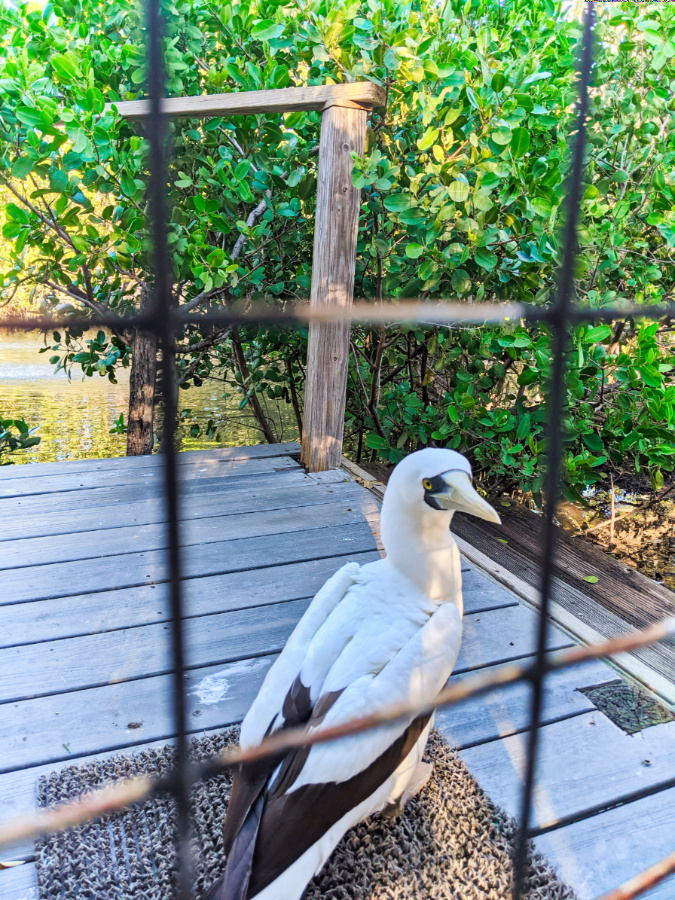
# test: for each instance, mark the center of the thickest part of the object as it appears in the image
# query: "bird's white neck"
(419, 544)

==

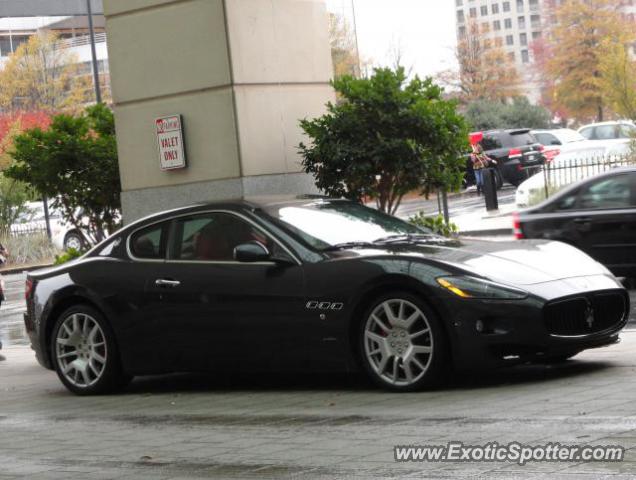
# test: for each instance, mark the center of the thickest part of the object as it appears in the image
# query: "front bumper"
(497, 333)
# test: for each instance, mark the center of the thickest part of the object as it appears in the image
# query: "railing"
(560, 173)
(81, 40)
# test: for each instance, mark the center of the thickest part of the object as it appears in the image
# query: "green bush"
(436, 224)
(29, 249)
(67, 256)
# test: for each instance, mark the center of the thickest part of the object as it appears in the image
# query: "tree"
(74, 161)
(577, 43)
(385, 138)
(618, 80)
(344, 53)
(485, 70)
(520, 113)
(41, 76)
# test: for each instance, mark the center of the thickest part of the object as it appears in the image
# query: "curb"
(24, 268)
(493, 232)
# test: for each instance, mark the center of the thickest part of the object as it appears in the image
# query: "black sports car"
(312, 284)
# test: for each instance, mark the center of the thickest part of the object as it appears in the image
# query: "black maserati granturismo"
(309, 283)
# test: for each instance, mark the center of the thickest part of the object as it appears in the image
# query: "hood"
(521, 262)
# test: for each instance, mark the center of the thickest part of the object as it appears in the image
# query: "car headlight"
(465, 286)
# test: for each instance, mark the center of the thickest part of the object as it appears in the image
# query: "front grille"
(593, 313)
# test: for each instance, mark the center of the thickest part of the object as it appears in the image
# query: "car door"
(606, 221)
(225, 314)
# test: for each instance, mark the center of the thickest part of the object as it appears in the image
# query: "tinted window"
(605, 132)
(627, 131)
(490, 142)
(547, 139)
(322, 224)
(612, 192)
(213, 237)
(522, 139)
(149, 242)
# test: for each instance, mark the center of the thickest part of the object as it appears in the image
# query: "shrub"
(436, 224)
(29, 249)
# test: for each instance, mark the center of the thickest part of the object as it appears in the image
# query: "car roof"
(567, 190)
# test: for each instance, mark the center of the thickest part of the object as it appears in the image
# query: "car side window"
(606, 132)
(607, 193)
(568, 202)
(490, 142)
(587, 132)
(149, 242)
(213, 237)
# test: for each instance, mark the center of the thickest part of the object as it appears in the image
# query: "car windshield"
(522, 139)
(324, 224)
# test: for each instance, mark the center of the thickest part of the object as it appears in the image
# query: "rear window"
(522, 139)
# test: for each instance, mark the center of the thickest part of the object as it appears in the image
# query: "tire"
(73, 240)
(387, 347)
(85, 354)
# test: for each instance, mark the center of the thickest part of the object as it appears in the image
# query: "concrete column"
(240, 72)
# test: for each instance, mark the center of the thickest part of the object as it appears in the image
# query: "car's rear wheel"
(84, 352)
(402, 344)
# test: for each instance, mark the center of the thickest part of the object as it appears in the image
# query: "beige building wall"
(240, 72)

▶ [GIVEN EXERCISE]:
Return, unchanged, every line in the items above that includes the word "window".

▶ [FINAL RESULT]:
# query: "tinted window"
# query: "car side window"
# query: "rear window"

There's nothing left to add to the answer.